**GOAL OF THE EXERCISE:** Rescale only the lines of the data below, from the line with "of the green" up to and including the last line, requests included. Multiply every coordinate in the answers by 1.45 and round each to a whole number, with halves rounded up.

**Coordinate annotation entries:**
::::::::

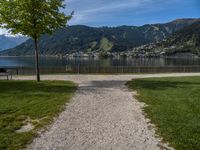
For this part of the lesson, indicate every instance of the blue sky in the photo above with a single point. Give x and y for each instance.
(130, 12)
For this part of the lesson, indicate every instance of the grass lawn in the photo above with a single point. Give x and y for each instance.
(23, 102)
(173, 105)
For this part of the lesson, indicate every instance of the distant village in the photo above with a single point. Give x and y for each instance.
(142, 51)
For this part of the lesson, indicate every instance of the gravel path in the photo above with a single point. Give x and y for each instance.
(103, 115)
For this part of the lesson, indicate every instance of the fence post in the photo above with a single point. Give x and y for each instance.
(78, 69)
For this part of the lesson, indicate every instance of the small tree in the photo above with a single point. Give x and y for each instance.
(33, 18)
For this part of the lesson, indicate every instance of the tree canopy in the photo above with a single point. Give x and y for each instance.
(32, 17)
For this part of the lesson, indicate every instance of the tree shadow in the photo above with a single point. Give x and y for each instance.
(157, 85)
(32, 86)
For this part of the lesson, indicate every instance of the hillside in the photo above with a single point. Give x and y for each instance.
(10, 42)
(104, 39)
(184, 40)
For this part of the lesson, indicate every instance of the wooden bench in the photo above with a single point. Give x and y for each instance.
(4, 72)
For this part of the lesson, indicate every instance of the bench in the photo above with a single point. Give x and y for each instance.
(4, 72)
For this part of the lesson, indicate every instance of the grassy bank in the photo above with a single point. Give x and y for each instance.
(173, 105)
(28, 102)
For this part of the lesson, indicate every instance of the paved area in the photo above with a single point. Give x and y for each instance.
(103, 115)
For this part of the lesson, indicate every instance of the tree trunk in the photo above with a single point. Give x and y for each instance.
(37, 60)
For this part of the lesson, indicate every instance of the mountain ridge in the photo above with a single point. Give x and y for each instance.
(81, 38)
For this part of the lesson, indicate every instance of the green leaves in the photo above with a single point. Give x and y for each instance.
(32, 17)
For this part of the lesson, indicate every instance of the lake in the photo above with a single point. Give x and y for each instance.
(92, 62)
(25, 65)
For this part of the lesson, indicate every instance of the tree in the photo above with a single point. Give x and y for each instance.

::::::::

**THE COMPLETED TASK:**
For this part of the lesson, indicate every instance of the green leaves in the photo above with a single point. Give x and y for each instance.
(46, 25)
For this part of the lesson, indicate every instance of the lake in the photo above with a single point. Give x and y for each instance.
(133, 90)
(36, 94)
For this part of the lesson, indicate every instance of the tree in the photo above with a single point. Give x and y for each instance.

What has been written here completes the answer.